What the task asks » Please give the date of Gladys Aylward's death as stated in the text about her.

Source text »
-=-=-

I got on my computer this morning before my work out and noted that the day listed for Morning Prayer today is in honor of Gladys Aylward and my first thought was who the heck is she and why should I pray for her? In the lessons on the Mission St. Clare's website there was the picture of her and the story.written by James Kiefer.
Gladys Aylward, Missionary to China 3 January 1970, which is the date she died. As I read her life- I thought I have heard this story before and when Kiefer refers to the Chinese Mandarin of Yangchen- I could not get the image of Robert Donut out of my mind. It was his last role before he died and he played the Mandarin the in the Movie Inn of 6th Happiness and Ingrid Bergman played the inadequate woman who rises to the challenge in saving the children in that movie. Imagine my surprise when I found out that movie which I first saw back in the 50's with the orphans singing "This Old Man" was about her life. I think I was 12 when I first saw it going with the EYC- Episcopal Young Churchmen (Youth Group) where we got an obligatory lecture of how bad the Chinese were treated by the Japanese and how the Godless communists had not allowed the plucky missionary back into the country and how she was setting up an orphanage under the enlightened leadership of Chiang Kai Shek on Taiwan and we were to pray for the day when the Generalissimo and his American Educated wife would be unleashed to win back China for Christ..I loved the movie because it fed into my own racism about how we whites needed to help our little yellow brothers.
Later on I was to learn that our governments involvement was, shall we say, more complex. I tended to look back at this movie and in my new sophistication dismissed the movie as right wing fantasy. Except there is a truth buried in the movie about a woman of faith. The movie has a great many inaccuracies and Gladys Aylward herself was furious with the liberties taken.
I will get the movie from Netflix and see it again and this time try to read the book on which it was based.. This is a gutsy woman who trusted in a power greater than herself. She lived her life as if the "word becomes flesh" was true in her everyday life. She became a Chinese citizen because she wanted to share their lives. The movie tended to romanticize the story. The movie does the same thing that the institutional church tends to do when we talk about Jesus and "saints", we tend to go with the cardboard cut-out legend we create rather than inconvenient facts. There is a line from the John Ford movie The Man Who Shot Liberty Valance which I saw a couple years after The Inn of 6th Happiness "No, sir. This is the West, sir. When the legend becomes fact, print the legend."
This is from the book on which the Bergman film was based :The Small Woman by Alan Burgess, 1957, revised addition, 1969]
Gladys returned from China to England in the late 1940's an unknown missionary. Alan Burgess, who was producing a series on war heroes for the BBC radio, visited her in the hope a missionary could tell him about heroes she had heard about in China. Well, no, she said in her rusty English. She didn't actually know any heroes.

-=-=-

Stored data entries

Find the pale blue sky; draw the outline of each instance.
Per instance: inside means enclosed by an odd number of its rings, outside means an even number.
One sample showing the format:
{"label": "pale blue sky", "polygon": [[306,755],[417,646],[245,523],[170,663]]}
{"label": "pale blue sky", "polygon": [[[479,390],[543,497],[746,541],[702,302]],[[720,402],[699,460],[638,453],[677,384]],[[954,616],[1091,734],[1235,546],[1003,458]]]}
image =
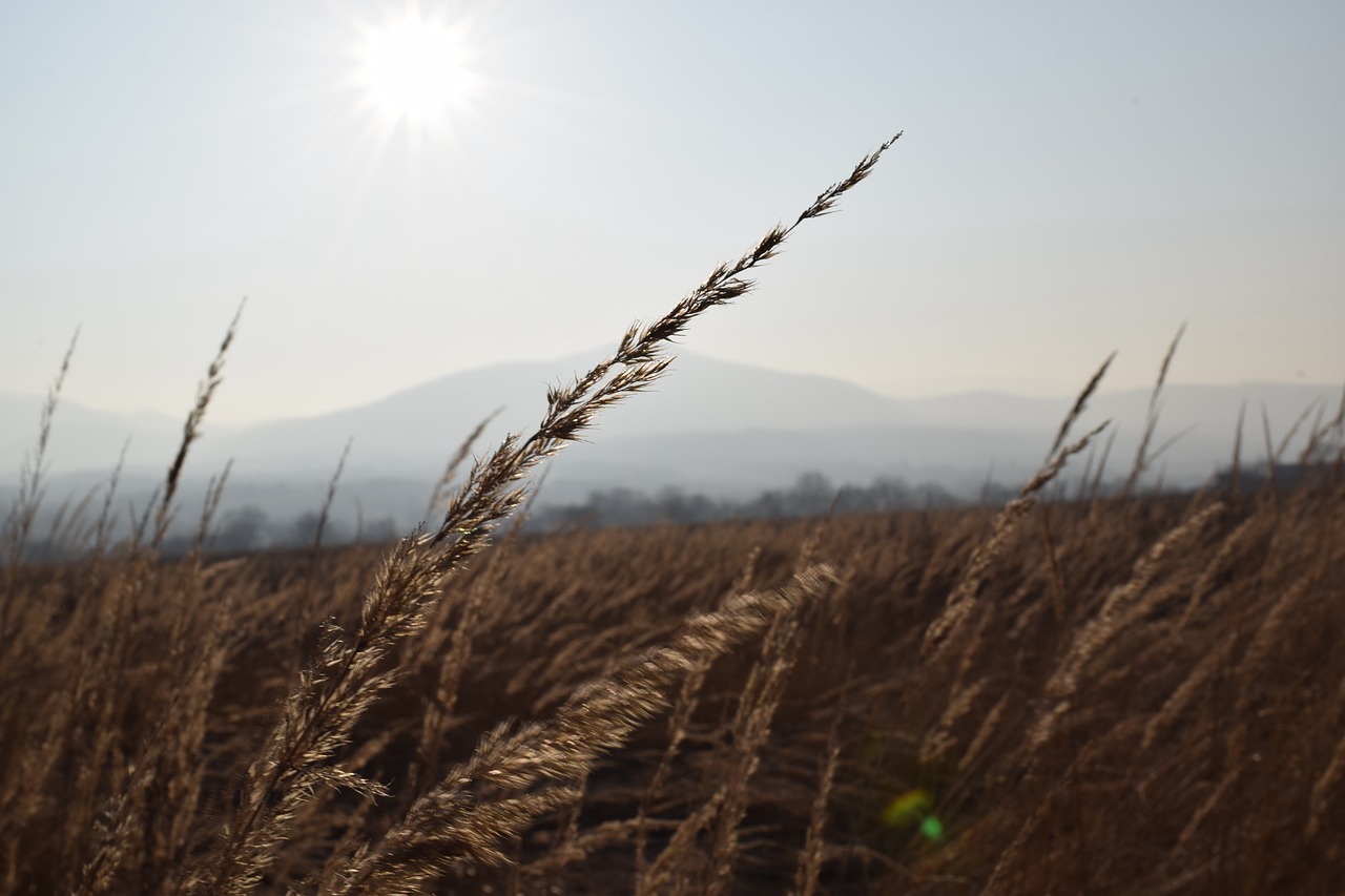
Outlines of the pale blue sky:
{"label": "pale blue sky", "polygon": [[71,400],[182,414],[245,295],[217,420],[612,344],[898,129],[690,350],[1064,396],[1188,320],[1174,379],[1345,379],[1345,4],[422,0],[475,94],[418,147],[352,83],[404,9],[5,4],[0,389],[81,326]]}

-=-=-

Written answer » 3 January 1970